◆ **Required task**
Find every line in the entries below that contains the word "TARGET", and copy each of those lines.

◆ **Given records**
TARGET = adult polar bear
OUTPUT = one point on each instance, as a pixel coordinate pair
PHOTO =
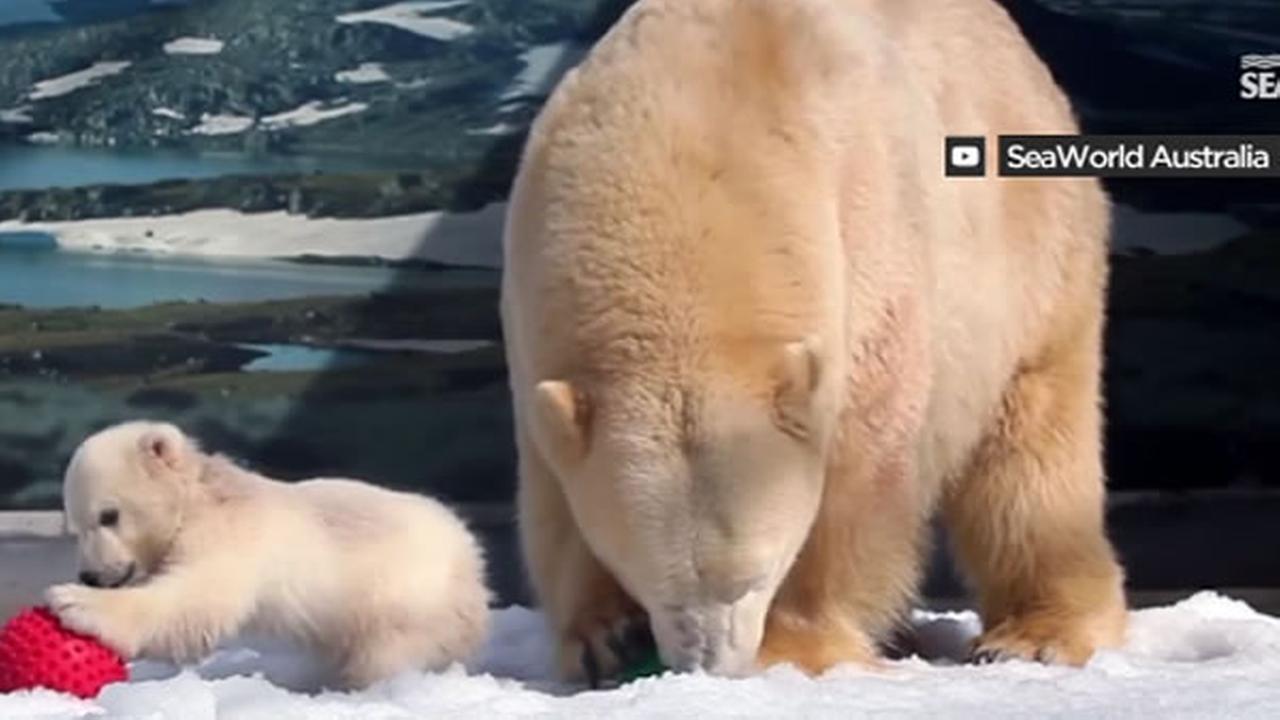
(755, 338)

* * *

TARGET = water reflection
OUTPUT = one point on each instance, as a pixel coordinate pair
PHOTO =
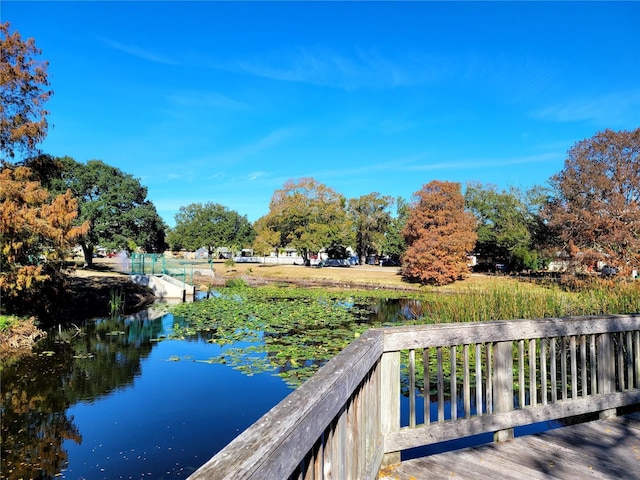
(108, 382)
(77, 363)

◆ **Answer**
TARGET = adult polar bear
TARGET = water reflection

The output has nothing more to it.